## YOUR GOAL:
Find every line in the data below that contains the string "wave", matching case exactly, and copy each of those lines.

**** GIVEN RECORDS ****

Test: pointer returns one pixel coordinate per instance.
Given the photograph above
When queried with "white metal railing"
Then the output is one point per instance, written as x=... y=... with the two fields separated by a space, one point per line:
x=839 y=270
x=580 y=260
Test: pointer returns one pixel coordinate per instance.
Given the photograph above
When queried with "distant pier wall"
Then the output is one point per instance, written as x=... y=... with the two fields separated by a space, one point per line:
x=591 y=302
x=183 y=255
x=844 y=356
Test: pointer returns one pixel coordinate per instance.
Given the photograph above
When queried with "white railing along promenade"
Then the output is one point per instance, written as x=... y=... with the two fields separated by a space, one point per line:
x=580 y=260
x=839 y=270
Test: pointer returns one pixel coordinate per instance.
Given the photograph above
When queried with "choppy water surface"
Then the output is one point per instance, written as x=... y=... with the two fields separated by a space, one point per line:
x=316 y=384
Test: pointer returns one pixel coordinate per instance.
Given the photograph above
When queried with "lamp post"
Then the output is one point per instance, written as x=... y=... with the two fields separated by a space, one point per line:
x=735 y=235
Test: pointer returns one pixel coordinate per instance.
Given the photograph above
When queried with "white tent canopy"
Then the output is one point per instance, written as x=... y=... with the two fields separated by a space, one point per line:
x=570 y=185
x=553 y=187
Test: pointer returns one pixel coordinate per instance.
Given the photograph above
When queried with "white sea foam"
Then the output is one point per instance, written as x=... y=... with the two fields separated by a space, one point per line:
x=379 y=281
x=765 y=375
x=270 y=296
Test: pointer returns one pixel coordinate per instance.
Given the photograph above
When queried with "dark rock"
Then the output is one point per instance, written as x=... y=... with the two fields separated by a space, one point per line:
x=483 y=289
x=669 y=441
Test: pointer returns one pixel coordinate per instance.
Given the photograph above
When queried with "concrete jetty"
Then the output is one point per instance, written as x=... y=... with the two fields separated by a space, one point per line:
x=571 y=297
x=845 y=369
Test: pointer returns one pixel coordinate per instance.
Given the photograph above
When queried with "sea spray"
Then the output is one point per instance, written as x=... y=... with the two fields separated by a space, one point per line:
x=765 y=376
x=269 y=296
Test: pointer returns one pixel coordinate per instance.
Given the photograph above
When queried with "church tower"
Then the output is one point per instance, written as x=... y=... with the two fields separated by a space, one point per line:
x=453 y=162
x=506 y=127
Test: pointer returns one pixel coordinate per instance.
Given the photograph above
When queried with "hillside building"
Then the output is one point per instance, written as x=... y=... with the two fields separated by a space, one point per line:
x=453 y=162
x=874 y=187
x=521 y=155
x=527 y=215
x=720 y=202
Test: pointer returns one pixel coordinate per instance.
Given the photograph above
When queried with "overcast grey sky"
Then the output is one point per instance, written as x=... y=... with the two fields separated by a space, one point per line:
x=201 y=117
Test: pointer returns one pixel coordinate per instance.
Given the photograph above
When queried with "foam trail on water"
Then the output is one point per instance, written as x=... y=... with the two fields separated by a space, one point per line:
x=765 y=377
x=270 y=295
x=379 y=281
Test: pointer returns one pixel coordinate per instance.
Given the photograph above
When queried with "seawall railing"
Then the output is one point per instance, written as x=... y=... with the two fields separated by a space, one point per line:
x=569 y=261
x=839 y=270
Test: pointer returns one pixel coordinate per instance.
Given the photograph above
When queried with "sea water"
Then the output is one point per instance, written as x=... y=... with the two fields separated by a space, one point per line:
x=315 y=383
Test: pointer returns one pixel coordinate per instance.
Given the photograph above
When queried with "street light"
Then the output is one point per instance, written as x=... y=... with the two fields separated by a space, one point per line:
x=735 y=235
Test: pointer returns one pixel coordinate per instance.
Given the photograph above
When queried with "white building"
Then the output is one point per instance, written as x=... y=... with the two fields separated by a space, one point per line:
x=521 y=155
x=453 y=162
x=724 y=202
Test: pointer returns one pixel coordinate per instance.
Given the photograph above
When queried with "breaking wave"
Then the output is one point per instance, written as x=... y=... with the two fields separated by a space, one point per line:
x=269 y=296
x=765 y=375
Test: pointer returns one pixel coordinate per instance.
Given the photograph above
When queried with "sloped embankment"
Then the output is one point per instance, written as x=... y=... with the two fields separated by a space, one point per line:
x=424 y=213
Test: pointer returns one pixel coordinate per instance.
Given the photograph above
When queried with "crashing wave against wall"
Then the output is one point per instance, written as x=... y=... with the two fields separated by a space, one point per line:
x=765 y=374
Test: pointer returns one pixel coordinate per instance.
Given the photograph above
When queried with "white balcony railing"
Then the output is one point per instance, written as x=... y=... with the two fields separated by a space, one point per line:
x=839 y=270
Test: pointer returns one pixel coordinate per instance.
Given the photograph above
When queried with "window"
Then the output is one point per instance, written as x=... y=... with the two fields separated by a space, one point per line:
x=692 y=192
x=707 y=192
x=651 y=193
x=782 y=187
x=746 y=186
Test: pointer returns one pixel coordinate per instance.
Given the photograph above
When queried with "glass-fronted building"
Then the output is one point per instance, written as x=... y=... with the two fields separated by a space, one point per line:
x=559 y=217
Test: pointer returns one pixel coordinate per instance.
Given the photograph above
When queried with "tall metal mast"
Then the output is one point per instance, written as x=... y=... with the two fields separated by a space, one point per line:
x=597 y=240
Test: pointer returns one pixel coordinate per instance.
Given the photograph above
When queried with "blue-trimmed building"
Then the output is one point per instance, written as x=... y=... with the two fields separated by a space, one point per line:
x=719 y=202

****

## FINISHED TASK:
When queried with "breaking wave"
When queried with "crashing wave against wall"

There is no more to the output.